§ Requisitos do problema: Prossiga com a redação do trecho sobre o vício do aparelho celular e o direito do consumidor à reparação, continuando a partir da última frase apresentada.

§ Trecho selecionado:
==========
DO PRAZO DE 30 DIAS PARA SANAR O VÍCIO

Ainda no artigo 18, porém no parágrafo 1º c/c parágrafo 3°, vemos que é dado ao fornecedor o direito de consertar o produto com vício, desde que este reparo não diminua o valor ou comprometa a qualidade do produto, ou ainda, não se trate de produto essencial.
É importante mencionar que, já há nos tribunais pátrios o entendimento de que um aparelho celular, sob a ótica de nossa sociedade ocidental, deve ser compreendido como um produto essencial1, o que excluiria da hipótese do parágrafo 1º - o prazo para que o fornecedor possa consertar o produto viciado.
Porém não foi assim que a autorizada procedeu, pois ao invés de substituir o aparelho de imediato por outro, tentou sanar o vício, em vão. Dessa forma, pelos prejuízos e transtornos causados pela parte Ré, surge o direito a reparação.

DO DIREITO A REPARAÇÃO PELOS DANOS SOFRIDOS

Ora, constatado o vício do produto considerado essencial, deveria a assistência técnica ter efetuado a troca do aparelho celular de imediato. Ao invés disto, tentou consertá-lo, entretanto nunca logrando êxito para tanto.
Neste interregno, o consumidor continuou obrigado a quitar seu plano de telefonia móvel pós-pago, mesmo sem poder utilizá-lo. Para agravar a situação, a linha telefônica em questão era o meio de contato do Autor com seus clientes.
Dessa forma, surge o direito a reparação pelos danos causados ao consumidor. Preceitua o artigo 6°, inciso VI do Código de Defesa do Consumidor que é um direito básico do consumidor: “a efetiva prevenção e reparação de danos patrimoniais e morais, individuais, coletivos e difusos.
==========
§ Trechos dos registros:
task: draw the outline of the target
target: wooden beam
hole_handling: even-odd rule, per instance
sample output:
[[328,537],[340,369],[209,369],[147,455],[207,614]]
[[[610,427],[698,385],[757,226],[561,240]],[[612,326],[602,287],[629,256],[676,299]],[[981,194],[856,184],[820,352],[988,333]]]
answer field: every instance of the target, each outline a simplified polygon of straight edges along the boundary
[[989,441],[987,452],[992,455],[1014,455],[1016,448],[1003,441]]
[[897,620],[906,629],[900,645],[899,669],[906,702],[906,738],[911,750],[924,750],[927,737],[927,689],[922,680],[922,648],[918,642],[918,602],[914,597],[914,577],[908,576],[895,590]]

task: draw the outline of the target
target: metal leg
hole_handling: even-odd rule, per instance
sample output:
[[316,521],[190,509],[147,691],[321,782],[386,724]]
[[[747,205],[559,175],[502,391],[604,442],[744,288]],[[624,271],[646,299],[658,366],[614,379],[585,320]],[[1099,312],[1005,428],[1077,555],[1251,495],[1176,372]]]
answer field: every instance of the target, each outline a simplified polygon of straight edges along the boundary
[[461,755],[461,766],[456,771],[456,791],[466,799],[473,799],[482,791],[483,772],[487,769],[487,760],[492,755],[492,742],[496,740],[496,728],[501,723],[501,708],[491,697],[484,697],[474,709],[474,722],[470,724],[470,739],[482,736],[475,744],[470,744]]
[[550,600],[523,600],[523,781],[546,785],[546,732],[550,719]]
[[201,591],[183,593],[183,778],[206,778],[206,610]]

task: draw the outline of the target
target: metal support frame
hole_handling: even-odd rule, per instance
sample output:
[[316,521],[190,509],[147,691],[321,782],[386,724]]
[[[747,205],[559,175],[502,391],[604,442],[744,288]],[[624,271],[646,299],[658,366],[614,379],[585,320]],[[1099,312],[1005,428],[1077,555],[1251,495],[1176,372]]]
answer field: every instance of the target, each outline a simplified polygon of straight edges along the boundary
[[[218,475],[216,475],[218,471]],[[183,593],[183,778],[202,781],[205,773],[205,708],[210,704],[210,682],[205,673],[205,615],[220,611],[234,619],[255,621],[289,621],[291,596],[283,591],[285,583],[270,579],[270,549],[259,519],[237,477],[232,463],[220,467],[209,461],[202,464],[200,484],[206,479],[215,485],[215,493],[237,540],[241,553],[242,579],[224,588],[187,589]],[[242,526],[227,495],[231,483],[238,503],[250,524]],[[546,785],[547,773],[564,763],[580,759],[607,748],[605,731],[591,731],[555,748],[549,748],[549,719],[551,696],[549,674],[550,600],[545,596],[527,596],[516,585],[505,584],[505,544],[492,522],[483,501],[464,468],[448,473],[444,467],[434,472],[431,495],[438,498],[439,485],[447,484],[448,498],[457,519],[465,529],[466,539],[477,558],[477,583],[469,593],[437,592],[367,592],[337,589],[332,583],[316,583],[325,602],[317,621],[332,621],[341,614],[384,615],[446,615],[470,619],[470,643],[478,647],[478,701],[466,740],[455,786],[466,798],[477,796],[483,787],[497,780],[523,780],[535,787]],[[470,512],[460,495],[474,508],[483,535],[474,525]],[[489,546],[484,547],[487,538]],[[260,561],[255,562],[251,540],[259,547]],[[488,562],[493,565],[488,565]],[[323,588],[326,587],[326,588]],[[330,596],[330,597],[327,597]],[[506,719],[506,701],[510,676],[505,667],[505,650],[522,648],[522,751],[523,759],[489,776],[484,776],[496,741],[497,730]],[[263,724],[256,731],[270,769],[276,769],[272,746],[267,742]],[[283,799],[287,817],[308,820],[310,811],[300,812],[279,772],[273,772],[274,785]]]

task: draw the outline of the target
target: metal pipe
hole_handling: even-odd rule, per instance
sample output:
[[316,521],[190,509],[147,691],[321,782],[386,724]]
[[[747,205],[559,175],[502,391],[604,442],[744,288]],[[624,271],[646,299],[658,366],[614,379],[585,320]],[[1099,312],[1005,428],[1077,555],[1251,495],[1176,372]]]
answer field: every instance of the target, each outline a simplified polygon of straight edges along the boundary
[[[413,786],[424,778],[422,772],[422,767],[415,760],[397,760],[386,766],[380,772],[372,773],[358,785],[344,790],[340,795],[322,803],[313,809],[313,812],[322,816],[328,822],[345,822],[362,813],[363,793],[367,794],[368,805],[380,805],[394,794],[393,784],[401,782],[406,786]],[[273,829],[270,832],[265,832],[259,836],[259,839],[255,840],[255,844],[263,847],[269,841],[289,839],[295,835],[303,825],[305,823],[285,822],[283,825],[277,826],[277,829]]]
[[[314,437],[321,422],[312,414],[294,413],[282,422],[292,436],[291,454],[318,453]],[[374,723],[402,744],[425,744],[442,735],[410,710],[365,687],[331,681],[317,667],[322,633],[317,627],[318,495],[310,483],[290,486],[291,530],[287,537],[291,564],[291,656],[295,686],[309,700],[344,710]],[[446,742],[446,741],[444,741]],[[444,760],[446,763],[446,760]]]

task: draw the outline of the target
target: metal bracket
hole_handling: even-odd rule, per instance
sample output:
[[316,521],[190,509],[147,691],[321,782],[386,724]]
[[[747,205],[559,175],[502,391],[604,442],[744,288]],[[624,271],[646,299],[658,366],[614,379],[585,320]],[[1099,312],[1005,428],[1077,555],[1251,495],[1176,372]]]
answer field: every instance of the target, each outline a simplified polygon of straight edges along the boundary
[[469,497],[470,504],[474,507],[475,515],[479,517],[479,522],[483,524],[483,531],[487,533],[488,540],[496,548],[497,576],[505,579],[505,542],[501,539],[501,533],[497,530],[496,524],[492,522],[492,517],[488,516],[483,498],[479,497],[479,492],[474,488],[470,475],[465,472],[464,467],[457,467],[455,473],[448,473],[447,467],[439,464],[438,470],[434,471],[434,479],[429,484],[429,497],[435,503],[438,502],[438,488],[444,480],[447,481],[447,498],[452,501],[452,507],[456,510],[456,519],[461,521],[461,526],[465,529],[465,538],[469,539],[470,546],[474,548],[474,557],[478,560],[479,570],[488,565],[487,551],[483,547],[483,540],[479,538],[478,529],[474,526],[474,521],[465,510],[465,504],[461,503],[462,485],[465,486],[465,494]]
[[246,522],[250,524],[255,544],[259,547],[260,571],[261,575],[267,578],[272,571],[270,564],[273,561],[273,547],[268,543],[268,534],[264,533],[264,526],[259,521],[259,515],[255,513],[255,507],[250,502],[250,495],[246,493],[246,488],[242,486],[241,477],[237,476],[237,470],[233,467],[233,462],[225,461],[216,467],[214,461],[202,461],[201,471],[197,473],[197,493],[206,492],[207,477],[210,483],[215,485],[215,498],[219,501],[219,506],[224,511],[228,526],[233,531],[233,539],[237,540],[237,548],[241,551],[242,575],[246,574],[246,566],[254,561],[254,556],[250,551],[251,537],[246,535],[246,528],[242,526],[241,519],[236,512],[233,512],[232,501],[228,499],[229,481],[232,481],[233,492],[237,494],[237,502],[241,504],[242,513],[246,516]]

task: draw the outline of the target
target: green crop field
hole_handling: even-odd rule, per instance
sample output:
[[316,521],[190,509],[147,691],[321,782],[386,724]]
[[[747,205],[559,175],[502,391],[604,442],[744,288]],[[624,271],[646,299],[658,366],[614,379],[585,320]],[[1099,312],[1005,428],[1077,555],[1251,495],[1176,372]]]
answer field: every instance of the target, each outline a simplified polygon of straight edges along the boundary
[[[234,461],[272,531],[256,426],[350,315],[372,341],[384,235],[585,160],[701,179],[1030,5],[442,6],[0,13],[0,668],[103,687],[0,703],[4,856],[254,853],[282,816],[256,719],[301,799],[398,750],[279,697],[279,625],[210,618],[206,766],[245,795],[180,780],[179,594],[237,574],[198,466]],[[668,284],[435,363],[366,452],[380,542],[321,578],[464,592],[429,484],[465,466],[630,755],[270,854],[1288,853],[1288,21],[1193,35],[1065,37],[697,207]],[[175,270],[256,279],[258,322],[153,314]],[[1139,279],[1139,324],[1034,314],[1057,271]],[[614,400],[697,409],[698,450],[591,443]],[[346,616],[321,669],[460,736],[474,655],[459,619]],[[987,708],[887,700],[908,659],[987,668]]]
==========
§ Resposta do exercício:
Vislumbra-se que, a parte lesada sofreu danos materiais - ou patrimoniais, pois pagou por um serviço a que não pode gozar e danos morais, pois todo este imbróglio causou transtornos ao consumidor, que com absoluta certeza, ultrapassaram a fronteira do mero aborrecimento.
Por fim, é de se mencionar que acaso viesse a comprovar a perda de um cliente determinado, por exemplo, face ao celular inoperante, poderia inclusive requerer como dano material o lucro cessante sofrido.


DO PRAZO PARA RECLAMAR DO VÍCIO DO PRODUTO


Apesar de não suscitado no processo, cabe consignar que de acordo com o artigo 26 c/c 50, ambos do Código de Defesa do Consumidor, a garantia legal é complementar a garantia contratual (ou convencional). Isto importa dizer que, o consumidor poderá exercer seu direito de ação até 90 dias após o fim da garantia contratual.
Nesse diapasão, levando em consideração que a garantia contratual - aquela dada pelo fabricante ou comerciante, no que tange a um telefone celular tem validade por 12 meses, mesmo se tratando de um vício de adequação por qualidade que se apresentou no primeiro mês de uso, por as garantias serem complementares e não simultâneas, a legal apenas começa a correr após o término da contratual, não havendo que se falar em decadência.
E mais, o artigo 26, parágrafo 2°, inciso I, deste Diploma Legal, dispõe que obsta a decadência a reclamação comprovadamente formulada pelo consumidor perante o fornecedor. Ora, no caso apresentado, o autor passou o primeiro ano após a compra do aparelho celular, remetendo-o para a assistência técnica.
Assim sendo, verificamos que mesmo afastado a garantia contratual de 12 meses - praxe do mercado, ainda sim o consumidor não teria decaído de seu direito, vez que em cada oportunidade em que levou o telefone para a assistência técnica, o prazo decadencial fora obstado, somente podendo voltar a fluir após sua devolução ou negativa pelo fornecedor².

CONCLUSÃO

Ante ao todo exposto, vimos que em uma relação de consumo - portanto, uma relação jurídica regida pelo Código de Defesa do Consumidor, todos os fornecedores que participaram da cadeia produtiva e de comercialização do produto respondem solidariamente pelos vícios contidos neste.
E mais, esta responsabilidade se dá pela simples existência do vício no produto, não se questionando se houve uma conduta culposa ou dolosa por parte de algum fornecedor.
Analisamos também, que em nossa sociedade - e demais sociedades ocidentais baseadas no consumo, o serviço de telefonia celular ganhou enormes proporções, a ponto de ser considerado um serviço essencial e, por conseguinte, o aparelho celular também recebeu esta denominação, tornando-se um produto essencial1.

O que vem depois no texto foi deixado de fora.